#### Data provided
((
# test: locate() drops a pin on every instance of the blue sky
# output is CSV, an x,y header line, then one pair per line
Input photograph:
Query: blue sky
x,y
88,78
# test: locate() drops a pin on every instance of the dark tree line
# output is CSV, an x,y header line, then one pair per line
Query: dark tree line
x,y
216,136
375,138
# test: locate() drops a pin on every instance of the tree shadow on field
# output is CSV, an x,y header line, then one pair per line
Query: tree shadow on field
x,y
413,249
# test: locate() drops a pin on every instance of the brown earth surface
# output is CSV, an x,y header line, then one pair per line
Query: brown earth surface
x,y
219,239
))
((
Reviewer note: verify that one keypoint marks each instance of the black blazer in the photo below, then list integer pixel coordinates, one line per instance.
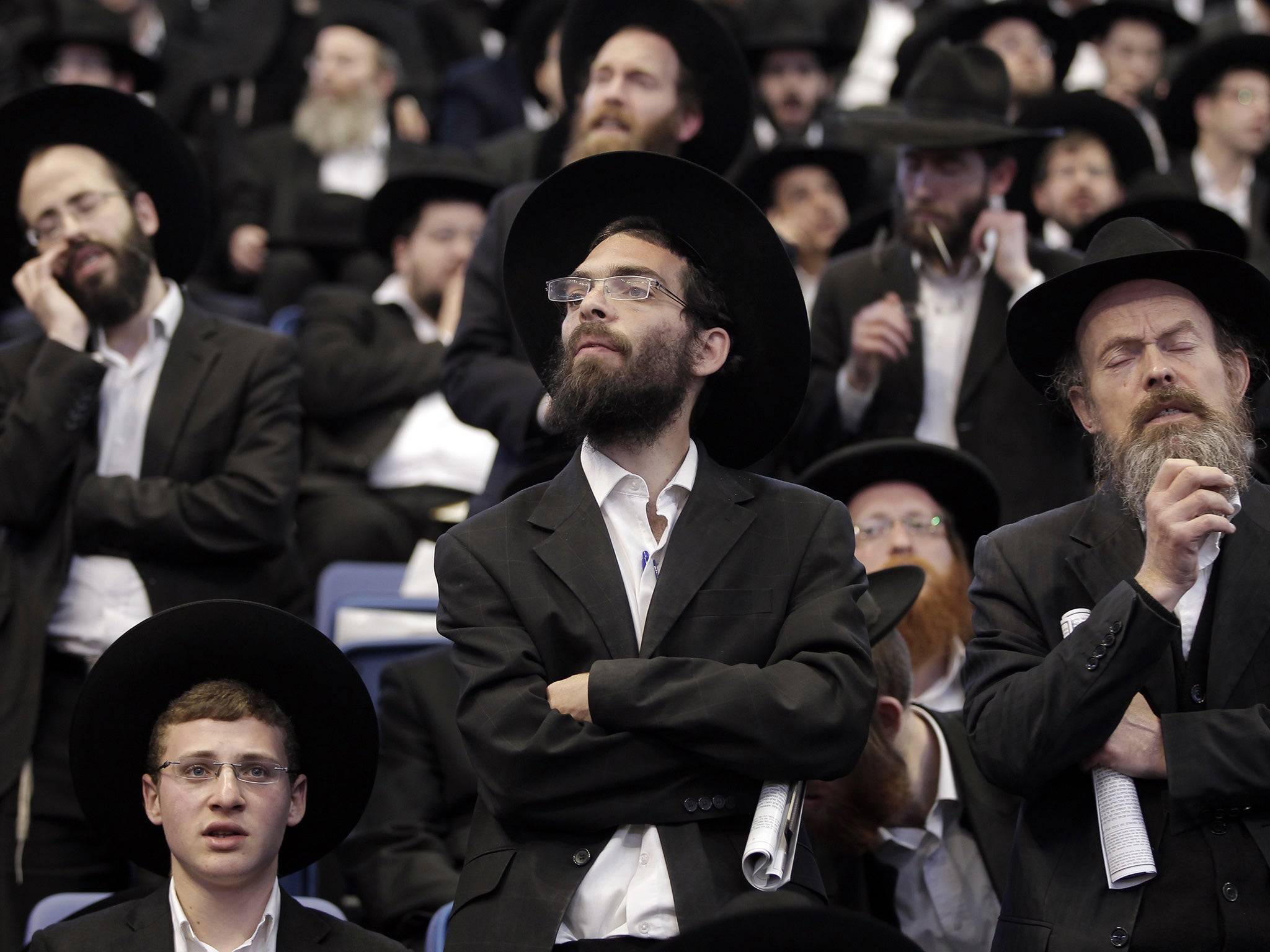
))
#### Work required
Count the lines of the listing above that contain the word "drops", treating uppercase and lowercase as different. Give only the number.

#### Answer to the problem
4